Exercise brief: Extract every record, exactly as written, and ignore the pictures.

Records to process:
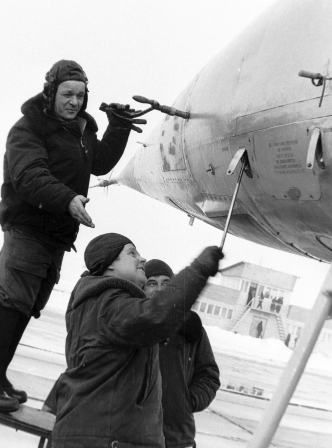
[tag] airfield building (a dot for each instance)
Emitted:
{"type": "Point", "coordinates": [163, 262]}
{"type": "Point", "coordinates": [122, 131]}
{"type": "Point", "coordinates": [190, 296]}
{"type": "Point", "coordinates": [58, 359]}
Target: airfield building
{"type": "Point", "coordinates": [243, 302]}
{"type": "Point", "coordinates": [250, 299]}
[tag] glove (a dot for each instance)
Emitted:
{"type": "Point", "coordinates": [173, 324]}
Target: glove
{"type": "Point", "coordinates": [120, 114]}
{"type": "Point", "coordinates": [208, 261]}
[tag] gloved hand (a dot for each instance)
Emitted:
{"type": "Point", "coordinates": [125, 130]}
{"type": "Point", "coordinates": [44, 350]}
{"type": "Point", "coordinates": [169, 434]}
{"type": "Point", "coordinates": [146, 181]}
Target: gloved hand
{"type": "Point", "coordinates": [121, 114]}
{"type": "Point", "coordinates": [208, 261]}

Answer below:
[tag] airfield building (a dot for each instance)
Emitted:
{"type": "Point", "coordinates": [163, 262]}
{"type": "Point", "coordinates": [122, 131]}
{"type": "Point", "coordinates": [190, 296]}
{"type": "Point", "coordinates": [58, 359]}
Target: airfield building
{"type": "Point", "coordinates": [243, 302]}
{"type": "Point", "coordinates": [250, 299]}
[tag] glove (a dot for each instance)
Emitted:
{"type": "Point", "coordinates": [173, 324]}
Target: glove
{"type": "Point", "coordinates": [120, 114]}
{"type": "Point", "coordinates": [208, 261]}
[tag] gloved hand (a dot for each instance)
Emitted:
{"type": "Point", "coordinates": [125, 130]}
{"type": "Point", "coordinates": [44, 350]}
{"type": "Point", "coordinates": [169, 434]}
{"type": "Point", "coordinates": [146, 181]}
Target: gloved hand
{"type": "Point", "coordinates": [121, 114]}
{"type": "Point", "coordinates": [208, 261]}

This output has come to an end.